» WHAT THIS TASK INVOLVES: Your response should be an exact transcription of the data, images excluded.

» DATA FOR THIS TASK:
....................

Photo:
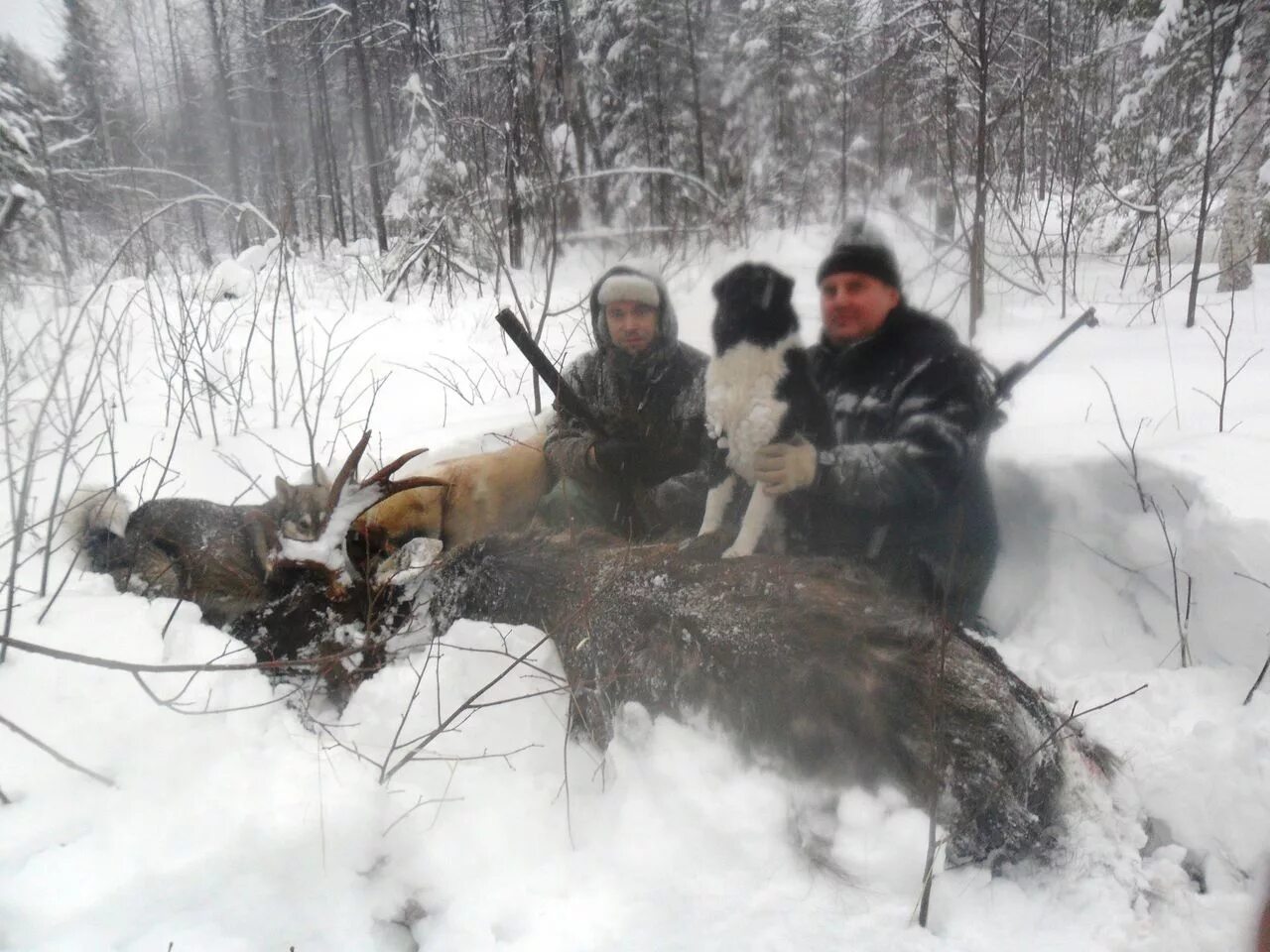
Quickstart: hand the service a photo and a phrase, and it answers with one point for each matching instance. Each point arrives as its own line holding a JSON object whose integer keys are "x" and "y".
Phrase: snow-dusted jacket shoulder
{"x": 905, "y": 484}
{"x": 657, "y": 399}
{"x": 658, "y": 402}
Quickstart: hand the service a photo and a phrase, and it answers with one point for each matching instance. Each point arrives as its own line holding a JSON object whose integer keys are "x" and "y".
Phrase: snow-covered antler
{"x": 345, "y": 502}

....................

» TASK SOLUTION:
Photo:
Quickstart: hand the service a photo and a phrase, and it answers with one point for each matching instance. Each point arrives as its own line holding a JSON object whose integer keys are "x" and "y".
Phrase: snow-dusted jacket shoulder
{"x": 905, "y": 484}
{"x": 657, "y": 399}
{"x": 658, "y": 402}
Quickstart: hand the service a photo and a phrase, and it answers with one point for each matching instance. Each point arrives as its own line holding a JSON object whose integer keys are "x" and "y".
Phrase: snow-covered antler
{"x": 345, "y": 502}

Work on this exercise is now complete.